### PROBLEM
Begin at the line that contains "Target: framed photograph" and copy every line after it through the last one below, swapping each "pin" for "marker" and changing nothing else. Omit the pictures from your answer.

### DATA SUPPLIED

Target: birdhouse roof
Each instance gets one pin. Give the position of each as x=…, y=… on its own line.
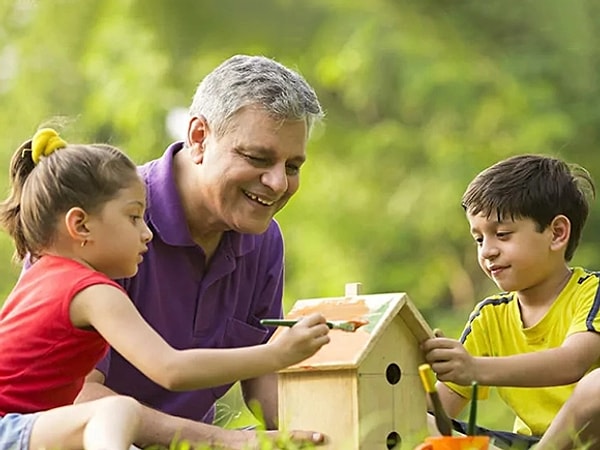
x=346, y=349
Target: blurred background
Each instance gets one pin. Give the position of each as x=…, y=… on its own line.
x=420, y=96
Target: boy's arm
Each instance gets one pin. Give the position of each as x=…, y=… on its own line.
x=554, y=367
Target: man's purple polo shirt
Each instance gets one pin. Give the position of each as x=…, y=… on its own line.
x=190, y=304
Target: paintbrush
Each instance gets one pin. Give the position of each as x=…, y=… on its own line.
x=344, y=325
x=442, y=420
x=471, y=426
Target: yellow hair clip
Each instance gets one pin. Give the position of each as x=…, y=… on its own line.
x=44, y=142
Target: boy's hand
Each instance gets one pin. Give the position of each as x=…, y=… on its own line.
x=449, y=360
x=297, y=343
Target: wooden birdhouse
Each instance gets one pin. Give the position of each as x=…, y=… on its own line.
x=363, y=388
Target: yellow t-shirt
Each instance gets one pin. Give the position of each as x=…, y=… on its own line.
x=495, y=329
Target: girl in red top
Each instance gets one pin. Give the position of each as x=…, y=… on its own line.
x=79, y=214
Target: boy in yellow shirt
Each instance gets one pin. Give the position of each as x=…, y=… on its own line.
x=540, y=336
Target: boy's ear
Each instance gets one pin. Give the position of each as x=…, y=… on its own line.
x=561, y=232
x=76, y=221
x=198, y=130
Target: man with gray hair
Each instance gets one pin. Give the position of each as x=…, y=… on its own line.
x=215, y=265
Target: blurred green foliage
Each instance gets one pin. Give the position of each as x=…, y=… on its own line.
x=420, y=96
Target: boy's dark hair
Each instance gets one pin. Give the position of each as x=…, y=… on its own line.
x=86, y=176
x=537, y=187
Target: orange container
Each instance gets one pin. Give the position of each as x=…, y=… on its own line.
x=455, y=443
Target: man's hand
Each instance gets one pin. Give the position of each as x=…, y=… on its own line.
x=301, y=341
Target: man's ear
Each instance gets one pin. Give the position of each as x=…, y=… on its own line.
x=561, y=232
x=76, y=221
x=198, y=130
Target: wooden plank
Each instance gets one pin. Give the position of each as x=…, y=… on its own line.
x=323, y=401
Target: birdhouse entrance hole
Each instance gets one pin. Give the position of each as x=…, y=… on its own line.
x=393, y=373
x=393, y=440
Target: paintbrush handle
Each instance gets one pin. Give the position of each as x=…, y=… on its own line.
x=278, y=322
x=442, y=421
x=471, y=426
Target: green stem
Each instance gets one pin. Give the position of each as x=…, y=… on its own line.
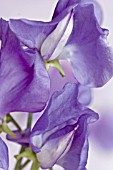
x=29, y=123
x=15, y=123
x=24, y=165
x=18, y=164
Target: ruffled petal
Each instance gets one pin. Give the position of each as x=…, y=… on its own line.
x=4, y=158
x=24, y=81
x=76, y=157
x=21, y=138
x=31, y=33
x=53, y=133
x=87, y=51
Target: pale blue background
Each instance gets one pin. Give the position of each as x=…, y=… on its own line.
x=101, y=145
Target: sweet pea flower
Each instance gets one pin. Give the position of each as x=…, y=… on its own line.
x=60, y=135
x=73, y=35
x=24, y=81
x=4, y=159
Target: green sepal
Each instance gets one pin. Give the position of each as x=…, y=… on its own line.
x=56, y=64
x=6, y=129
x=35, y=165
x=28, y=153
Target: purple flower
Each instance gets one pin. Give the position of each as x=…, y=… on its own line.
x=24, y=81
x=21, y=138
x=74, y=35
x=60, y=135
x=4, y=159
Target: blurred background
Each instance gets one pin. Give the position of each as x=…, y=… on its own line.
x=101, y=132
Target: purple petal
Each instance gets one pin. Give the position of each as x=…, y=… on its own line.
x=76, y=157
x=24, y=81
x=31, y=33
x=89, y=54
x=42, y=36
x=4, y=159
x=65, y=5
x=21, y=137
x=53, y=132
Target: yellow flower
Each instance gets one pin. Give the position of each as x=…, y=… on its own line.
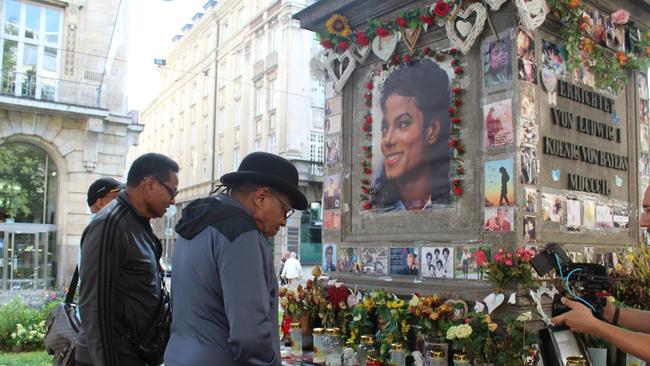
x=339, y=25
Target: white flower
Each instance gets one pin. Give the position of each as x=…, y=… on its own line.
x=524, y=317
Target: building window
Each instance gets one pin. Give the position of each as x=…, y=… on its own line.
x=237, y=112
x=271, y=95
x=318, y=92
x=259, y=97
x=272, y=146
x=31, y=40
x=316, y=147
x=235, y=159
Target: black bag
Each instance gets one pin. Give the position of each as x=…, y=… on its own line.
x=62, y=327
x=151, y=347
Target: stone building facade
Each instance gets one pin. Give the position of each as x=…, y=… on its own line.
x=63, y=98
x=238, y=80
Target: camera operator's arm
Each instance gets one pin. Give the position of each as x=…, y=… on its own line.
x=581, y=320
x=633, y=319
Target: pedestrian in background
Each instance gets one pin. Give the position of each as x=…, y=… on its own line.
x=292, y=271
x=225, y=286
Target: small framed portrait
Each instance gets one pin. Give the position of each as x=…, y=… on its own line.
x=404, y=261
x=332, y=191
x=438, y=262
x=329, y=255
x=498, y=123
x=497, y=62
x=374, y=261
x=348, y=260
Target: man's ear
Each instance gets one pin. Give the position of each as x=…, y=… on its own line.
x=432, y=132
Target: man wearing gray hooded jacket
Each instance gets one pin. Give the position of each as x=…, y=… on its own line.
x=225, y=291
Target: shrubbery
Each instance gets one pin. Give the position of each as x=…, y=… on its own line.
x=22, y=325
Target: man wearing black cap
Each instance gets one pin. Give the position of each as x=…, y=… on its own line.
x=225, y=292
x=102, y=192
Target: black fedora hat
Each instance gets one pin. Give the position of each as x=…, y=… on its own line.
x=271, y=170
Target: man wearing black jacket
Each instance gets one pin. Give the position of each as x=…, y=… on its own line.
x=120, y=255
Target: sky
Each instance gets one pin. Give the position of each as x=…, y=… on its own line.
x=153, y=23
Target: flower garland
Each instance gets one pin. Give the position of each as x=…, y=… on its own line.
x=610, y=70
x=455, y=140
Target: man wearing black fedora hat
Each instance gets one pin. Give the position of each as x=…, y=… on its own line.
x=225, y=291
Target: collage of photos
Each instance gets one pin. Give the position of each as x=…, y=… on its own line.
x=498, y=123
x=410, y=142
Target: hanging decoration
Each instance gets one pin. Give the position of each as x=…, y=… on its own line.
x=464, y=22
x=455, y=140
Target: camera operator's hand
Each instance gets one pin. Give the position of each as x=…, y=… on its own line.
x=579, y=318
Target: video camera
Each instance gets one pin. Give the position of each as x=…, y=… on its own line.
x=584, y=282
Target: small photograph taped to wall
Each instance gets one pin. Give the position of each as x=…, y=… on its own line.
x=529, y=165
x=332, y=219
x=499, y=185
x=589, y=214
x=332, y=191
x=329, y=257
x=438, y=262
x=530, y=200
x=573, y=213
x=498, y=124
x=332, y=149
x=472, y=261
x=498, y=219
x=348, y=260
x=552, y=207
x=604, y=218
x=497, y=62
x=621, y=217
x=404, y=261
x=374, y=261
x=530, y=228
x=554, y=58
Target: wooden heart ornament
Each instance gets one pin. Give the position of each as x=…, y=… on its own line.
x=411, y=37
x=340, y=67
x=532, y=13
x=384, y=47
x=466, y=26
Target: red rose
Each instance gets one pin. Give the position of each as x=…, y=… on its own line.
x=381, y=32
x=326, y=44
x=427, y=19
x=441, y=9
x=362, y=39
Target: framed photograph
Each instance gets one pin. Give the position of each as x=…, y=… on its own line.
x=498, y=124
x=438, y=262
x=347, y=260
x=374, y=261
x=497, y=62
x=498, y=219
x=410, y=138
x=329, y=255
x=404, y=261
x=472, y=261
x=332, y=191
x=499, y=186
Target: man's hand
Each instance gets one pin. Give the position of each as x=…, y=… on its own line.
x=579, y=318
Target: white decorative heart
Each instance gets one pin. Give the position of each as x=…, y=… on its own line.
x=493, y=301
x=340, y=67
x=532, y=13
x=360, y=53
x=384, y=47
x=495, y=4
x=454, y=26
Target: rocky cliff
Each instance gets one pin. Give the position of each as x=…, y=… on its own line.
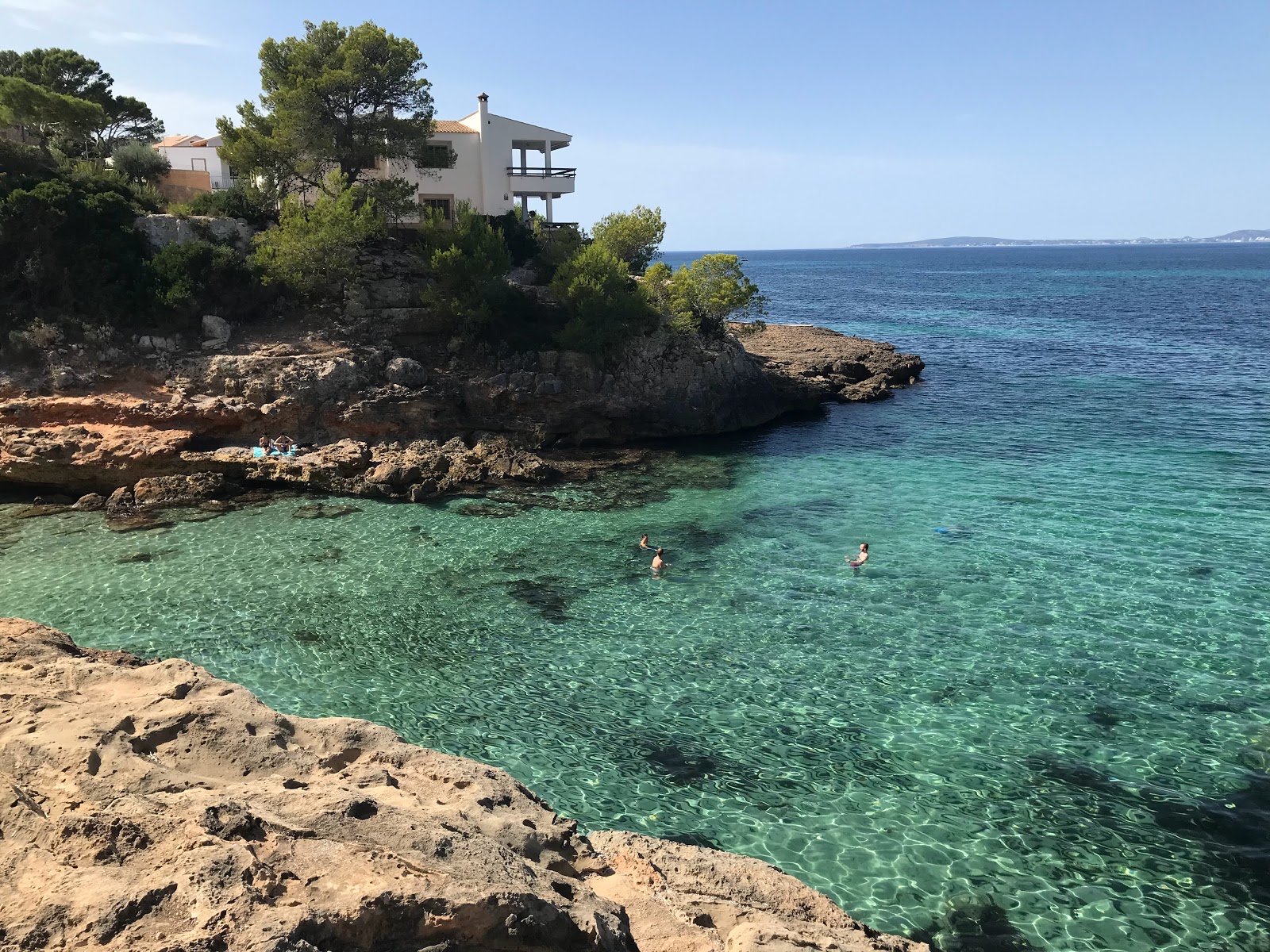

### FULL RESPONSE
Target: framed photograph
Each instance gets one marker. Give the position of each as x=…, y=… on its own line.
x=498, y=124
x=438, y=262
x=347, y=260
x=374, y=261
x=497, y=62
x=498, y=219
x=410, y=138
x=329, y=255
x=404, y=261
x=472, y=261
x=332, y=191
x=499, y=186
Target: man's hand
Each instance gets one marker. Give the position of each as x=…, y=… on its own line.
x=579, y=318
Target: white decorative heart
Each instance gets one marker. Give the position of each as x=…, y=… on its own line.
x=493, y=301
x=340, y=67
x=532, y=13
x=360, y=53
x=384, y=47
x=495, y=4
x=454, y=26
Target: rocky cliff
Each instance gets one marker. Give the position of each as x=…, y=… on its own line.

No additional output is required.